Dataset records »
:::

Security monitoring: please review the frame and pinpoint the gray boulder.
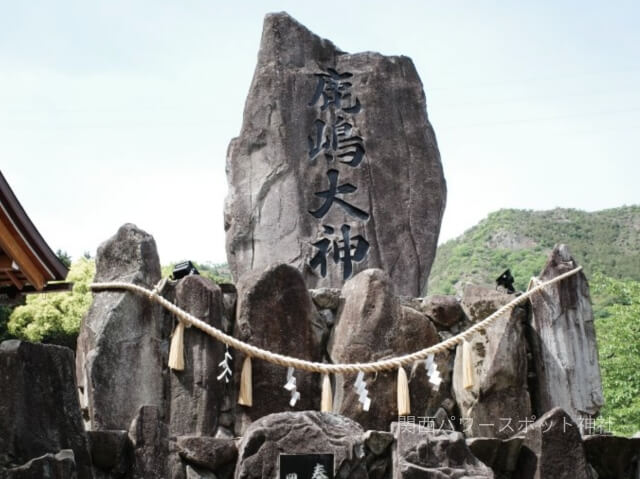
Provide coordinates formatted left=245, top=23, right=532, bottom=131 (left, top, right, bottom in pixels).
left=453, top=287, right=532, bottom=439
left=225, top=13, right=446, bottom=296
left=169, top=275, right=232, bottom=436
left=76, top=224, right=172, bottom=429
left=234, top=264, right=322, bottom=434
left=0, top=449, right=77, bottom=479
left=87, top=431, right=132, bottom=477
left=531, top=245, right=604, bottom=423
left=328, top=269, right=439, bottom=431
left=583, top=435, right=640, bottom=479
left=129, top=406, right=173, bottom=479
left=0, top=340, right=93, bottom=479
left=177, top=436, right=238, bottom=477
left=517, top=408, right=592, bottom=479
left=422, top=295, right=464, bottom=328
left=235, top=411, right=367, bottom=479
left=392, top=423, right=496, bottom=479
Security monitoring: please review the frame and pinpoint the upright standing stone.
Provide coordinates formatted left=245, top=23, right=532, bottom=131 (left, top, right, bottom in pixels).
left=234, top=264, right=322, bottom=433
left=225, top=13, right=446, bottom=296
left=169, top=275, right=231, bottom=436
left=76, top=224, right=168, bottom=429
left=0, top=340, right=93, bottom=479
left=531, top=245, right=604, bottom=423
left=328, top=269, right=439, bottom=431
left=453, top=286, right=531, bottom=439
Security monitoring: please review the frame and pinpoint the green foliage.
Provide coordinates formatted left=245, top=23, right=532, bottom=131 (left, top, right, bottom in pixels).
left=56, top=249, right=71, bottom=268
left=8, top=258, right=95, bottom=349
left=590, top=273, right=640, bottom=436
left=0, top=305, right=13, bottom=343
left=428, top=206, right=640, bottom=294
left=162, top=261, right=232, bottom=284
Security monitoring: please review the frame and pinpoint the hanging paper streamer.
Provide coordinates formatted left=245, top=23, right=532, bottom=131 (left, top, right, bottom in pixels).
left=462, top=341, right=475, bottom=389
left=353, top=371, right=371, bottom=411
left=169, top=321, right=184, bottom=371
left=320, top=374, right=333, bottom=412
left=218, top=346, right=231, bottom=383
left=284, top=367, right=300, bottom=407
left=398, top=366, right=411, bottom=416
left=238, top=356, right=253, bottom=407
left=424, top=354, right=442, bottom=391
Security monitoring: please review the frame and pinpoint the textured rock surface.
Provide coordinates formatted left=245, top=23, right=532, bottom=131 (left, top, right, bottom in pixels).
left=518, top=408, right=591, bottom=479
left=177, top=436, right=238, bottom=472
left=225, top=13, right=446, bottom=296
left=76, top=224, right=170, bottom=429
left=453, top=288, right=531, bottom=438
left=234, top=264, right=322, bottom=433
left=531, top=245, right=604, bottom=422
left=0, top=449, right=77, bottom=479
left=235, top=411, right=367, bottom=479
left=129, top=406, right=173, bottom=479
left=422, top=295, right=464, bottom=328
left=584, top=435, right=640, bottom=479
left=392, top=423, right=496, bottom=479
left=0, top=340, right=93, bottom=478
left=169, top=275, right=230, bottom=436
left=467, top=437, right=523, bottom=479
left=87, top=431, right=132, bottom=477
left=328, top=269, right=439, bottom=431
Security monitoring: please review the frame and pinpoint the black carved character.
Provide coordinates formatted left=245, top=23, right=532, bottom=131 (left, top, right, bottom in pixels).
left=309, top=224, right=369, bottom=280
left=307, top=116, right=365, bottom=167
left=309, top=169, right=369, bottom=220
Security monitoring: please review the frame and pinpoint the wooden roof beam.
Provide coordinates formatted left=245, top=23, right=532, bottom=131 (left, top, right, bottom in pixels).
left=0, top=221, right=46, bottom=291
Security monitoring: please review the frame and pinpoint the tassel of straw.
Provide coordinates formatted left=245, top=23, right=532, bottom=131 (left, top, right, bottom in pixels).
left=238, top=356, right=253, bottom=407
left=462, top=341, right=475, bottom=389
left=169, top=321, right=184, bottom=371
left=398, top=366, right=411, bottom=416
left=320, top=374, right=333, bottom=412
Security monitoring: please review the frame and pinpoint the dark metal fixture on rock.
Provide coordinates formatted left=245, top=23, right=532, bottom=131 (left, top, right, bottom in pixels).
left=496, top=269, right=516, bottom=294
left=171, top=261, right=200, bottom=279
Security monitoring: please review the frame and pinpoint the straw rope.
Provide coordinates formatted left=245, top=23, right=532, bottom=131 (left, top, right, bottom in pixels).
left=91, top=266, right=582, bottom=374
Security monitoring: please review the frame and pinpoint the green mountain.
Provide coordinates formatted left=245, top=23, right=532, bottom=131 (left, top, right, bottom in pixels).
left=427, top=206, right=640, bottom=294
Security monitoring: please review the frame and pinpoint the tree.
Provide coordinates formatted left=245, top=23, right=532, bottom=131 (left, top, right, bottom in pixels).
left=311, top=463, right=329, bottom=479
left=8, top=258, right=95, bottom=349
left=591, top=274, right=640, bottom=436
left=56, top=249, right=71, bottom=268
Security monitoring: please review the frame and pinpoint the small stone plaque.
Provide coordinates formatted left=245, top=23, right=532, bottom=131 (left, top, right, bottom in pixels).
left=280, top=454, right=333, bottom=479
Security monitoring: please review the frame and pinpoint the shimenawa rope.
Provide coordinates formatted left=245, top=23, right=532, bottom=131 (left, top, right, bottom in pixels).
left=91, top=266, right=582, bottom=374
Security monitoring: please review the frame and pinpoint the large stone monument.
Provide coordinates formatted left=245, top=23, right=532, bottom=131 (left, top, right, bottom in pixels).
left=225, top=13, right=446, bottom=296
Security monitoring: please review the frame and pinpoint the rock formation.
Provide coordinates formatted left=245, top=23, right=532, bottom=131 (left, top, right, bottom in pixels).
left=453, top=287, right=532, bottom=439
left=76, top=224, right=172, bottom=429
left=0, top=340, right=93, bottom=479
left=225, top=13, right=446, bottom=296
left=531, top=245, right=604, bottom=424
left=234, top=264, right=322, bottom=432
left=329, top=269, right=439, bottom=430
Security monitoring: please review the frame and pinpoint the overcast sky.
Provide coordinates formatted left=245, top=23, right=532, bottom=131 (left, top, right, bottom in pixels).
left=0, top=0, right=640, bottom=263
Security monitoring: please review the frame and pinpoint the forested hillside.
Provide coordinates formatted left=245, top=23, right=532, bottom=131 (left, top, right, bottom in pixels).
left=427, top=206, right=640, bottom=294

:::

Set task » Rewrite the listing from the line with "the rock formation." up to and including its last line, replacing "pinpoint" with "locate" and leaving everything else as it is.

Output of the task »
Security monitoring: please review the frame and locate the rock formation.
Provide coordinates formatted left=245, top=23, right=532, bottom=131 (left, top, right, bottom in pixels).
left=453, top=287, right=532, bottom=439
left=76, top=224, right=172, bottom=429
left=0, top=340, right=93, bottom=479
left=225, top=13, right=446, bottom=296
left=531, top=245, right=604, bottom=424
left=234, top=264, right=322, bottom=432
left=329, top=269, right=439, bottom=430
Security monitoring: please review the frame and locate the overcast sky.
Provide coordinates formatted left=245, top=23, right=532, bottom=131 (left, top, right, bottom in pixels).
left=0, top=0, right=640, bottom=263
Security monitoring: please review the frame and locate the forested hillside.
Provide coordinates formatted left=245, top=23, right=532, bottom=131 (left, top, right, bottom in pixels).
left=427, top=206, right=640, bottom=294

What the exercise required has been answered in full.